Hencely v. Fluor Corporation

    Issues

    Can state-law tort claims be brought against an otherwise-immune federal military contractor where that contractor’s conduct breached its contract with the military and violated military orders?

    Oral argument:
    November 03, 2025
    Court below:
    United States Court of Appeals for the Fourth Circuit

     

    This case asks the Supreme Court to decide whether a federal military contractor can be sued on state-law tort claims provided that the contractor breached its contract and violated military orders. Winston Hencely, a veteran who was injured in a suicide bombing at Bagram Airfield in Afghanistan, argues that Boyle v. United Technologies Corporation, which created federal military contractor immunity, does not apply in such circumstances, and that Boyle’s reasoning should not be extended to apply in such circumstances. Fluor Corporation counters that the federal interests at stake in bold military operations require broad immunity for military contractors. The outcome of this case will determine the scope of military contractors’ liability and the Supreme Court’s willingness to rely upon and expand doctrines made by courts rather than Congress. This case will also impact future military safety and defense contracting.

## TASK TO CARRY OUT
Copy everything from "Hencely v. Fluor" down to "violated military orders?" in the case summary, substituting "Fluor" for "Fluor Corporation" wherever it appears. The entries can be left aside; nothing here depends on them.

## EXTRACTED DATA
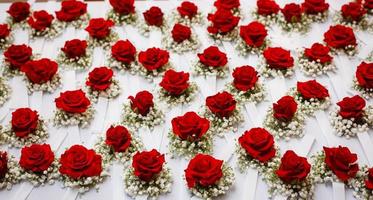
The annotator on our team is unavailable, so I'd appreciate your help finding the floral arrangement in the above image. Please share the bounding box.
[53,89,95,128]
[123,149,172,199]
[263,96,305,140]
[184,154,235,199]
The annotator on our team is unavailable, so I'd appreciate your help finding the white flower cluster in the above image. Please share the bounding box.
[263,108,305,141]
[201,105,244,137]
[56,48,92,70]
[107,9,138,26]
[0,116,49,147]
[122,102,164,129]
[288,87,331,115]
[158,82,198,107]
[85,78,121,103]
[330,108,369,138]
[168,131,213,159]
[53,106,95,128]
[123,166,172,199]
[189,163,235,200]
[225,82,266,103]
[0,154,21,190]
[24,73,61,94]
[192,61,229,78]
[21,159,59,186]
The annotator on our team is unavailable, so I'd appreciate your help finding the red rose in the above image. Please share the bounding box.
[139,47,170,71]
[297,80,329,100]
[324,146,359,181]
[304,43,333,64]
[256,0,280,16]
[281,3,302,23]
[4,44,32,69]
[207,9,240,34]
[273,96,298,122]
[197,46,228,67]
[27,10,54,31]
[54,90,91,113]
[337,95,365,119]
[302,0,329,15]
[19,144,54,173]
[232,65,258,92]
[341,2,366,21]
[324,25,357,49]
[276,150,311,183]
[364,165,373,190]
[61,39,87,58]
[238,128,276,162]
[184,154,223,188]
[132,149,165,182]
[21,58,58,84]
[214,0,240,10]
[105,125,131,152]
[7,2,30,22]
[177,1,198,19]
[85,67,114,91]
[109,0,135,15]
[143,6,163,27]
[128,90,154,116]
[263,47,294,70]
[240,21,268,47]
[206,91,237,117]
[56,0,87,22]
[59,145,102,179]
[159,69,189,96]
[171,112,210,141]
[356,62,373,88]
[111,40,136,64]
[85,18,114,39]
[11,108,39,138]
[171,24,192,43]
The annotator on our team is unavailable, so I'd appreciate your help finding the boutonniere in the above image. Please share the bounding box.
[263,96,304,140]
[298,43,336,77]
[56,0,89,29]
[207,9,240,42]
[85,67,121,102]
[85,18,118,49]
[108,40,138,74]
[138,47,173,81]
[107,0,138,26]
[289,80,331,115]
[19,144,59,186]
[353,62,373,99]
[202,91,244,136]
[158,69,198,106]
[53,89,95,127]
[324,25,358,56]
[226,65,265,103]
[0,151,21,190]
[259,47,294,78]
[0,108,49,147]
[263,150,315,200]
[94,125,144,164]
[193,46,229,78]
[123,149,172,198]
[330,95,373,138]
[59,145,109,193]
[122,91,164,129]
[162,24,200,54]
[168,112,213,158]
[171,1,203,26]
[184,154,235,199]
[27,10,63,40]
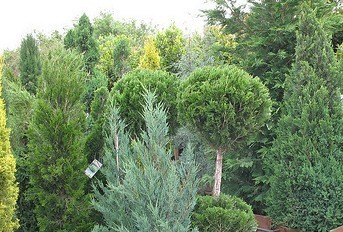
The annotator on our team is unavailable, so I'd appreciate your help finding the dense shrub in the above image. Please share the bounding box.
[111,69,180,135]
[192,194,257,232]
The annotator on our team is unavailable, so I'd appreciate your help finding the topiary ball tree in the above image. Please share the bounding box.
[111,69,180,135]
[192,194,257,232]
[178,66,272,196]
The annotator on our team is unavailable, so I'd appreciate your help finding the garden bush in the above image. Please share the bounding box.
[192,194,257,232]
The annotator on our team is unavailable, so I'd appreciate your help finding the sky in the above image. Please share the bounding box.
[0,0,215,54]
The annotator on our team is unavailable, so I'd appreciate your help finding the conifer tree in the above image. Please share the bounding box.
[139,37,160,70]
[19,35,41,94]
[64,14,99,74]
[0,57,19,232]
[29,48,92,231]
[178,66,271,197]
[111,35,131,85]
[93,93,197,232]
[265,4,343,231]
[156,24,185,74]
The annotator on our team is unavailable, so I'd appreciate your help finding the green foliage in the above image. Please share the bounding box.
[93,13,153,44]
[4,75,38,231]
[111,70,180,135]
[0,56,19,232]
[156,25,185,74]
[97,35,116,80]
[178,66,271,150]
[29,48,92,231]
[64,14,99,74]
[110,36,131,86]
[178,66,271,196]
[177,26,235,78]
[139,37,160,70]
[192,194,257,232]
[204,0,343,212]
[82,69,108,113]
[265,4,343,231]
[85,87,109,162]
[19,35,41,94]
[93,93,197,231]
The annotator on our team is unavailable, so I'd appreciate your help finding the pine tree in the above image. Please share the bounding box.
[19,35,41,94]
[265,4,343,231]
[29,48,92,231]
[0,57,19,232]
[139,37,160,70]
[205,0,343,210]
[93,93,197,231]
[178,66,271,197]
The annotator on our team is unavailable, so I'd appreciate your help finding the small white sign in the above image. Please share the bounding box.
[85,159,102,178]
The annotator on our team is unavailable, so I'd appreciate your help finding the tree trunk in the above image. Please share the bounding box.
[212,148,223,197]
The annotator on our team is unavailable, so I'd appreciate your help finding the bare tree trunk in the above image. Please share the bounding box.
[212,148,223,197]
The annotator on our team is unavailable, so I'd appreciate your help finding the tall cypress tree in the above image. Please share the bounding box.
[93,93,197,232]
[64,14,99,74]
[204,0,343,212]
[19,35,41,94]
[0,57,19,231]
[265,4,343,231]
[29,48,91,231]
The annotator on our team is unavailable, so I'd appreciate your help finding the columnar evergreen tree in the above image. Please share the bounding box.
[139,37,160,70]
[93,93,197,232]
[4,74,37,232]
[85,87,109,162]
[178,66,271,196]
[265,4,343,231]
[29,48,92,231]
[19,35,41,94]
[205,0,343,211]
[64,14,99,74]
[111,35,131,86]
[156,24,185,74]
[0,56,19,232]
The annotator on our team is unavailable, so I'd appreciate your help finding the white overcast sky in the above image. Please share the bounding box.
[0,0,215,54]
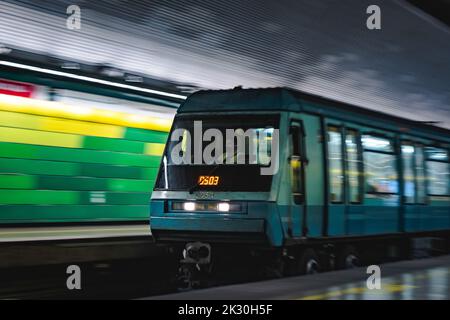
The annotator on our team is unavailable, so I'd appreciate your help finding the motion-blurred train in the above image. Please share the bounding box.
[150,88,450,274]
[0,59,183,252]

## PROBLEM SOLUTION
Hencely v. Fluor

    Issues

    Can state-law tort claims be brought against an otherwise-immune federal military contractor where that contractor’s conduct breached its contract with the military and violated military orders?